*** Task inputs Section Begins ***

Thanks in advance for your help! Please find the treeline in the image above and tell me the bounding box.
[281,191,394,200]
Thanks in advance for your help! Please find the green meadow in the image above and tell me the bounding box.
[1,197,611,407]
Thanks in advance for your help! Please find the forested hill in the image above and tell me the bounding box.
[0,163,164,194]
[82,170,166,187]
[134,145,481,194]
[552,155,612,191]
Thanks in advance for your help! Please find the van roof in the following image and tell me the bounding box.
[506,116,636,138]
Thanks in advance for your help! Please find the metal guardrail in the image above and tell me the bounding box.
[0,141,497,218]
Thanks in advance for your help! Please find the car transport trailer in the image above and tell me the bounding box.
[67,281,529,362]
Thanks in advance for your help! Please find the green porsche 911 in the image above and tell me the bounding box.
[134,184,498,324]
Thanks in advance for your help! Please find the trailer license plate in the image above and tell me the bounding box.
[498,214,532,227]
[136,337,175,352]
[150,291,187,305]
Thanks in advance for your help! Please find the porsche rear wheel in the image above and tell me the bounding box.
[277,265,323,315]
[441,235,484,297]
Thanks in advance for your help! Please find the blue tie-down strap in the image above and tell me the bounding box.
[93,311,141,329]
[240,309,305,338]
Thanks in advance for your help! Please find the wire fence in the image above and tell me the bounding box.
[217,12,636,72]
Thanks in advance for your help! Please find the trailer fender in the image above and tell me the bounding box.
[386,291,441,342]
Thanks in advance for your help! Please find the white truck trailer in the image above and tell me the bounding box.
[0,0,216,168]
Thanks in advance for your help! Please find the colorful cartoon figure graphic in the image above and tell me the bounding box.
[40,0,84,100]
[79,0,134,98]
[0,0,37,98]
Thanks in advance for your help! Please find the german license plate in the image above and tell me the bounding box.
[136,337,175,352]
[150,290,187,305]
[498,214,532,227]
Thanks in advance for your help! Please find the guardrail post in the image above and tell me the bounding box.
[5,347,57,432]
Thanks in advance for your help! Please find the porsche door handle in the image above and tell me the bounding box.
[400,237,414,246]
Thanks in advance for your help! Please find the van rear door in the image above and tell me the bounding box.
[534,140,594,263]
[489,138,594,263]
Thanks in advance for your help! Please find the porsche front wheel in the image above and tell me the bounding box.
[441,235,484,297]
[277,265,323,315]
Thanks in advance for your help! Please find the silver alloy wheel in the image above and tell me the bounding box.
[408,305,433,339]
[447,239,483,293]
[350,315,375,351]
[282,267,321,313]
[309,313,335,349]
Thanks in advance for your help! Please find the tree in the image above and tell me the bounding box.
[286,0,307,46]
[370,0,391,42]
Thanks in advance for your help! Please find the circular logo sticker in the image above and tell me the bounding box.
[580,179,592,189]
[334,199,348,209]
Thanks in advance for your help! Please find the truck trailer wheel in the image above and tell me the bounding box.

*** Task inputs Section Ends ***

| Work to complete |
Would you reproduce the whole listing exactly as it stands?

| Response area |
Thanks in advance for your help! Please find the treeline in the image above and tell me the bounding box.
[281,191,394,200]
Thanks in advance for your help! Please find the green meadow in the image above and tell me the bounding box.
[1,197,611,407]
Thanks in advance for your help! Please find the forested hill in the image above and tell me the bounding box.
[0,163,164,194]
[82,170,166,187]
[134,145,481,194]
[552,155,612,191]
Thanks in advance for your help! Please find the van roof in the following image and tell me the bounding box.
[506,116,636,138]
Thanks in advance for your help! Please find the metal guardrail in the image above and tell me the bounding box.
[0,141,497,218]
Thanks in advance for your help! Please find the car transport trailer in the image above and tell me the bounding box.
[67,281,529,362]
Thanks in advance for your help! Please find the green porsche 911 in the image above and tell me the bounding box.
[134,184,498,324]
Thanks in advance for your help! Please find the trailer license plate in the image above and tell me the bounding box.
[498,214,532,227]
[136,337,175,352]
[150,291,187,305]
Thanks in advance for your help! Please find the porsche rear wheel in the image above and tell me the bounding box.
[277,265,323,315]
[441,235,484,297]
Thanks in advance for your help! Please find the blue tie-down strap in the image above and tell me the bounding box.
[93,311,141,329]
[240,309,305,338]
Thanks in advance for your help! Please find the wire fence in the image above and tell me the bounding box.
[217,12,636,72]
Thanks in advance for your help! Please find the trailer fender in the image above and tell me the bounding box.
[386,291,441,342]
Thanks in advance for your help! Please find the white truck trailer in the image above and tell me the bounding box.
[0,0,216,168]
Thanks in advance for your help! Please find the colorful cartoon figure graphic in the image above and tell me the bounding box.
[40,0,84,100]
[79,0,134,98]
[0,0,37,98]
Thanks in advance for your help! Please find the german license plate in the image above and tell me the bounding box.
[136,337,175,352]
[150,290,187,305]
[498,214,532,227]
Thanks in advance for your help! Please find the guardrail post in the image above and tell me the bounding box.
[5,347,57,432]
Thanks in advance for your help! Please find the porsche door handle in the image above and tell me the bounding box.
[400,237,414,246]
Thanks in advance for your help! Please find the van rear door in the image above and tell me the bounding box.
[534,140,594,263]
[489,138,594,263]
Thanks in advance for your help! Please find the porsche front wheel in the image above and tell me the bounding box.
[441,235,484,297]
[277,265,323,315]
Thanks in advance for your help! Please find the silver alloy wheel in the image above and tell me the bounding box.
[408,305,433,339]
[447,239,483,293]
[350,315,375,351]
[282,267,321,313]
[309,313,335,349]
Thanks in advance for your help! Please find the tree in the image above and tell me the bounding box.
[286,0,307,46]
[370,0,391,42]
Thanks in advance for your help! Please find the circular logo sticker in the image above and tell me the bounding box.
[580,179,592,189]
[334,199,348,209]
Thanks in advance for your help! Please find the truck trailer wheel in the image above and tell me the bounding box.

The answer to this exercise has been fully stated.